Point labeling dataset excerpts
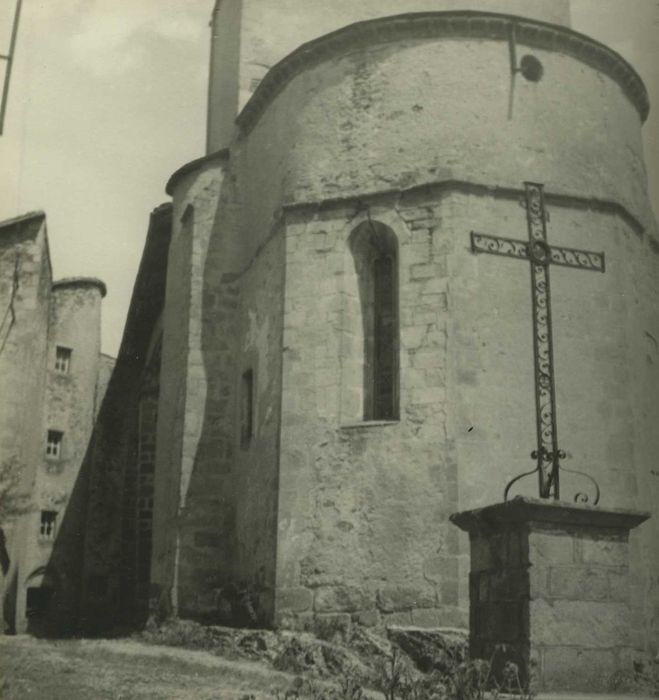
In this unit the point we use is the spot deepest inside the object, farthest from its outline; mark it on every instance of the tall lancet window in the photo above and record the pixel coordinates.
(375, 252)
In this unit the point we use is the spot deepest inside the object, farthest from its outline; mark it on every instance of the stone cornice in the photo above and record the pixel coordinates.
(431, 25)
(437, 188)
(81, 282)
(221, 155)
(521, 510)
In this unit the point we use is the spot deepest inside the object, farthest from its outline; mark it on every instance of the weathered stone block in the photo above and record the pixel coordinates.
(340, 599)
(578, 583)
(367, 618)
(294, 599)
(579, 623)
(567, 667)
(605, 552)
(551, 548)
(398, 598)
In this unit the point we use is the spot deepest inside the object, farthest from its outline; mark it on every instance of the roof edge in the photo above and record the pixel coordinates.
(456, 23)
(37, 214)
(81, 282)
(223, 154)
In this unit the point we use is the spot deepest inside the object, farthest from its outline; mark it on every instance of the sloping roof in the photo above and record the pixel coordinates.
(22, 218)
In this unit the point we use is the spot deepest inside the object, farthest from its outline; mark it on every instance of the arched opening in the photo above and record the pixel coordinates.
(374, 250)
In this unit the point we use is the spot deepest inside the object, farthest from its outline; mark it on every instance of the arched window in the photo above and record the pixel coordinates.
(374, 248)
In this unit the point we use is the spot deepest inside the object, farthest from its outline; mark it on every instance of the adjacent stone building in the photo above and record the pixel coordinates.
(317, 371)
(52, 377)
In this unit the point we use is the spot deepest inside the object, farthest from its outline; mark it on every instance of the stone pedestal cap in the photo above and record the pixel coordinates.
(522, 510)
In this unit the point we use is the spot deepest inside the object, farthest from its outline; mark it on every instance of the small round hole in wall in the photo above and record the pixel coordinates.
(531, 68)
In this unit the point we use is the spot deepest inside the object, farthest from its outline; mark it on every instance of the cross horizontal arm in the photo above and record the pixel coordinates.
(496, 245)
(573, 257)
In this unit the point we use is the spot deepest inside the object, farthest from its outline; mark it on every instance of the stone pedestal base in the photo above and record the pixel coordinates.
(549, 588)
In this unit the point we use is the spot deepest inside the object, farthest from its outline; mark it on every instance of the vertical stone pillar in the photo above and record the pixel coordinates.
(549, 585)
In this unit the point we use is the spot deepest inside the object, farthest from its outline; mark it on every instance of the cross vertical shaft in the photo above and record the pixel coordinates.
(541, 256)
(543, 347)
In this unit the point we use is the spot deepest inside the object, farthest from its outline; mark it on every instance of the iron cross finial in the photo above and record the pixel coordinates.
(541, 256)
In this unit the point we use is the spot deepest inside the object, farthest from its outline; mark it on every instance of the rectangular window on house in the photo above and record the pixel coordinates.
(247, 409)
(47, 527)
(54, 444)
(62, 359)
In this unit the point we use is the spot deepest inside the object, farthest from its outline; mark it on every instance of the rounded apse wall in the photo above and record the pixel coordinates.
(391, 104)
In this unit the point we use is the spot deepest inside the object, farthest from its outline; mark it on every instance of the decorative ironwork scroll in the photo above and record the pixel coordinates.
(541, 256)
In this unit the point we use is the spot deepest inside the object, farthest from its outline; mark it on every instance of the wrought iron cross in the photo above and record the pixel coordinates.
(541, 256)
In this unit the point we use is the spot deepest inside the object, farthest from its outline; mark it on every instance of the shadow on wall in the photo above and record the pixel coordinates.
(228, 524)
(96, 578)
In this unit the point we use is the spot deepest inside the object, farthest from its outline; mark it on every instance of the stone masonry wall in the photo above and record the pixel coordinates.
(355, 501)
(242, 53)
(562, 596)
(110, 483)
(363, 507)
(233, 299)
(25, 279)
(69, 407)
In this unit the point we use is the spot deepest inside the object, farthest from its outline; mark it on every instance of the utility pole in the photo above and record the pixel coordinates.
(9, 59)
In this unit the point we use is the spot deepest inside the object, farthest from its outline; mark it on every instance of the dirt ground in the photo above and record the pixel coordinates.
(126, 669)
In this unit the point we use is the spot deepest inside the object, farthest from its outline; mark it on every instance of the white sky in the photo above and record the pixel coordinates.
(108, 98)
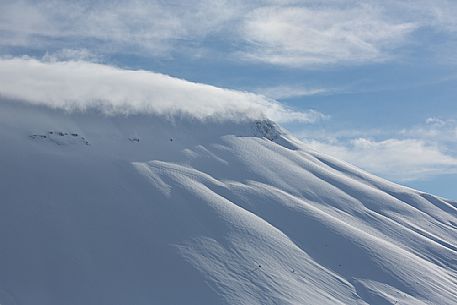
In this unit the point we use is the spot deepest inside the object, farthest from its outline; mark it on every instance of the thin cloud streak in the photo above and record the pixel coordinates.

What you should do
Output only the lines from the line that contains "of the rounded" through the end of the material, both ends included, and skip every picture.

Response for this exercise
In this unit the point we use is the spot deepest inside the object, farthest from its outline; mark it on every instance of the rounded apse wall in the photo above and record the pixel coordinates.
(391, 104)
In this unit the point we use is the spot deepest inside the object, farthest from its outline; mark it on every instance of the decorative ironwork scroll in the photo above and record the pixel coordinates.
(541, 256)
In this unit the point we use is the spot deepest inside the object, farthest from its outline; mark it on every instance of the wrought iron cross in the photo above and record the pixel coordinates.
(541, 256)
In this unit the point we use is the spot deepest inside the object, farthest from its outline; mark it on every instance of the shadow on wall in the photo above and record the pixel coordinates.
(228, 524)
(96, 578)
In this unit the point we use is the spot deepest inside the object, farthest from its outline; mark it on every instance of the stone masonry wall in the photo above and record the pixel coordinates.
(355, 501)
(242, 53)
(562, 596)
(110, 483)
(363, 507)
(233, 299)
(25, 279)
(69, 407)
In this unit the point we use is the spot deepest inside the object, farthest from its outline; mark it on every instance of the utility pole in the photo above and record the pixel coordinates.
(9, 59)
In this unit the point we use is the spot deepest inside the object, farthest from its outline; mark it on every instance of the dirt ground in the photo above and record the pixel coordinates.
(126, 669)
In this unit the point we use is the spot deepest inside the object, farthest from its outline; mark it on every instance of the white sky in the photo above and record the pixel coordinates.
(108, 98)
In this unit the point we use is the spot deepest inside the object, farthest from its outline; mark it on every instance of the thin cloud streak in the photo above and record the pixel coordinates.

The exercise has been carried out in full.